Dataset entries ▸
╔══
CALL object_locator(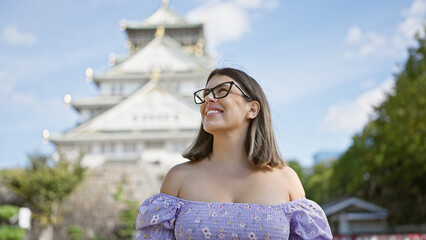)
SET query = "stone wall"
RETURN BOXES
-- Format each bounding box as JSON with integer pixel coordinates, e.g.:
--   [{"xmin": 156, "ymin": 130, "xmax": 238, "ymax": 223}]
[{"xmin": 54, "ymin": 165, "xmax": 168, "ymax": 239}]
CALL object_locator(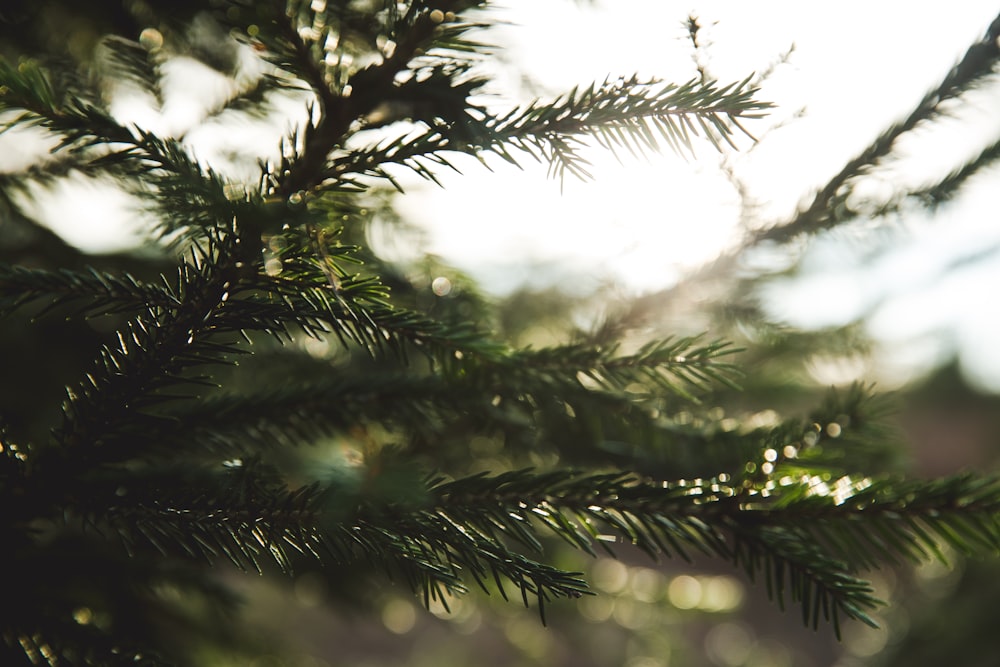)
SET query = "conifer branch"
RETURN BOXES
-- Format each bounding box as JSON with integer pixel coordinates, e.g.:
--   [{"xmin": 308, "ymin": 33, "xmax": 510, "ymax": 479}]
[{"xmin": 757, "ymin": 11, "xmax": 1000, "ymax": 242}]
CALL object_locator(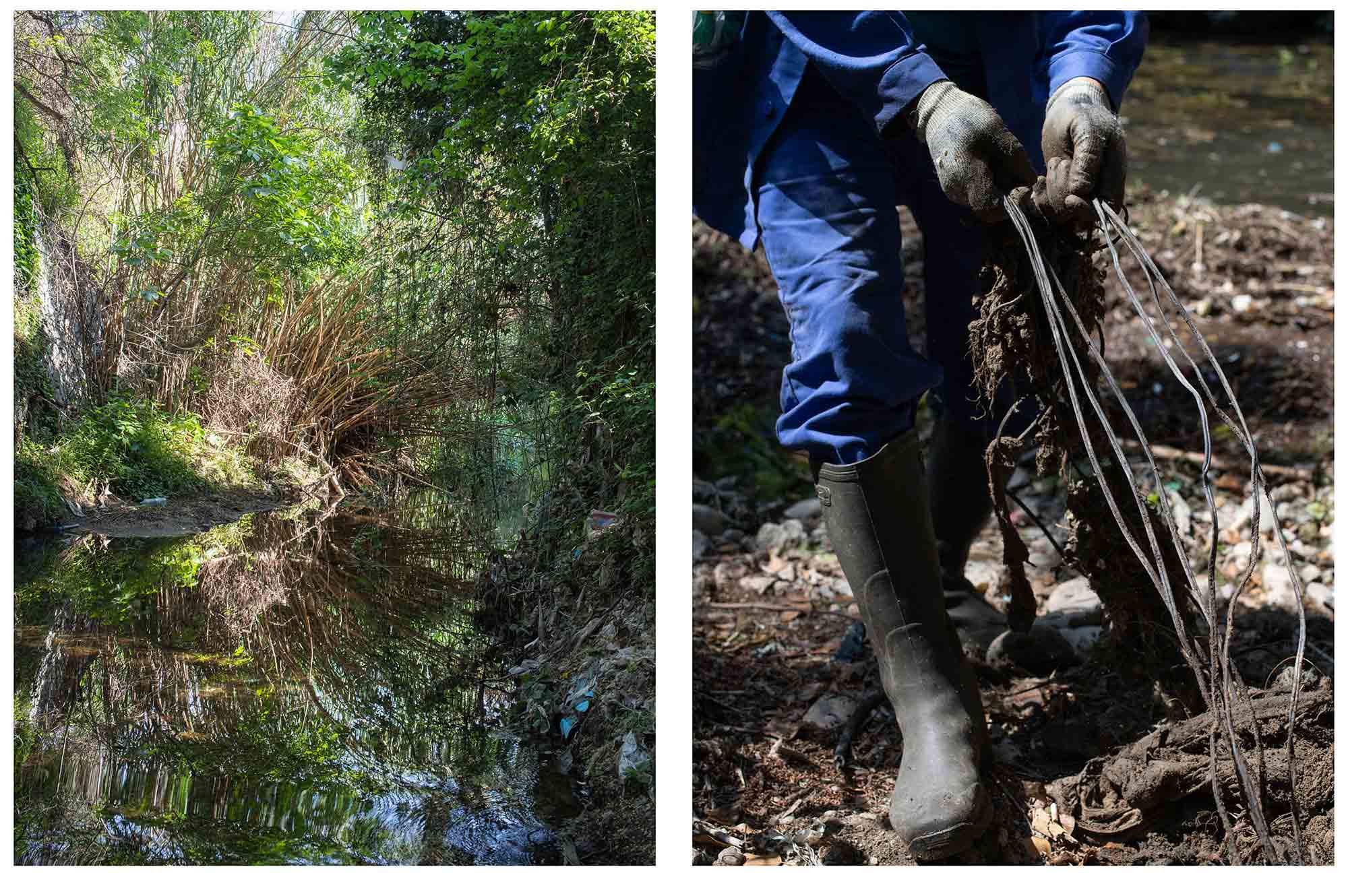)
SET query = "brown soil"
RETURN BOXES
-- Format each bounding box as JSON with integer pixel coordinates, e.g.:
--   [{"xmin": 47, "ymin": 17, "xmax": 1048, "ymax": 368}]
╚══
Set exercise ▸ Pull out each line of the records above that contains the string "ymin", copying every one in full.

Answer to the task ▸
--   [{"xmin": 156, "ymin": 130, "xmax": 238, "ymax": 223}]
[{"xmin": 54, "ymin": 165, "xmax": 168, "ymax": 239}]
--   [{"xmin": 308, "ymin": 33, "xmax": 510, "ymax": 479}]
[{"xmin": 757, "ymin": 11, "xmax": 1000, "ymax": 242}]
--   [{"xmin": 47, "ymin": 17, "xmax": 1048, "ymax": 368}]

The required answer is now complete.